Source
···
Objectif Cinéma :
Dans le film, les corps des femmes
sont commes des mots qui résonnent. Elles font s'articuler
le film, elles sont la mise en scène. Comment avez-vous
procéder ? Ont-elles participer à l'écriture
du scénario ?
Jérôme De Missolz :
Très clairement, depuis
que j'étais titillé par le livre, j'ai ressenti
le besoin de faire tout un trajet avec les femmes, et ça
m'a pris deux ans. Je suis passé de femmes en femmes
dans des secteurs très différents, des comédiennes
aguerries et professionnelles ou des femmes de la rue. J'ai
vu aussi des chanteuses et des danseuses, car le film devait
me permettre de faire tout un travail sur la voix et le
corps. Je me suis effectivement promené avec le livre,
de manière à voir comment les femmes s'en
emparaient, quelles résonances intimes elles pouvaient
tirer instinctivement de ce texte. Quand on ouvre le livre,
on découvre un matériau brut, souvent répétitif,
très cru, une incantation sur le sexe, inhabituel.
···
Données
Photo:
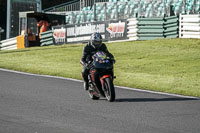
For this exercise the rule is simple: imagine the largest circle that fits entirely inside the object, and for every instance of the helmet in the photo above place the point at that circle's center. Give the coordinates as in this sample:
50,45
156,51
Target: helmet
96,40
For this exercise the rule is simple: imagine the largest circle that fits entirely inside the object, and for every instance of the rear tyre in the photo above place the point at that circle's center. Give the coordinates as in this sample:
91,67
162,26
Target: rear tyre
109,90
92,96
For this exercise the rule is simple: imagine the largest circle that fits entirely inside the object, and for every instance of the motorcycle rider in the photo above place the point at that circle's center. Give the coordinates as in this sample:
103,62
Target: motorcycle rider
95,44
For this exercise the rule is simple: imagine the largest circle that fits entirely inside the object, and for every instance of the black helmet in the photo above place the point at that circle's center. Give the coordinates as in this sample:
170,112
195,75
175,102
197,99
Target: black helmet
96,40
···
Consigne
Répondez brièvement d'après l'entretien.
1. Combien de temps Jérôme De Missolz a-t-il consacré à son trajet avec les femmes ?
2. Pourquoi a-t-il également rencontré des chanteuses et des danseuses ?
3. Quels termes qualifient le matériau que l'on découvre en ouvrant le livre ?

Corrigé
1. Deux ans.
2. Le film devait lui permettre de faire tout un travail sur la voix et le corps.
3. Un matériau brut, souvent répétitif, très cru, une incantation sur le sexe, inhabituel.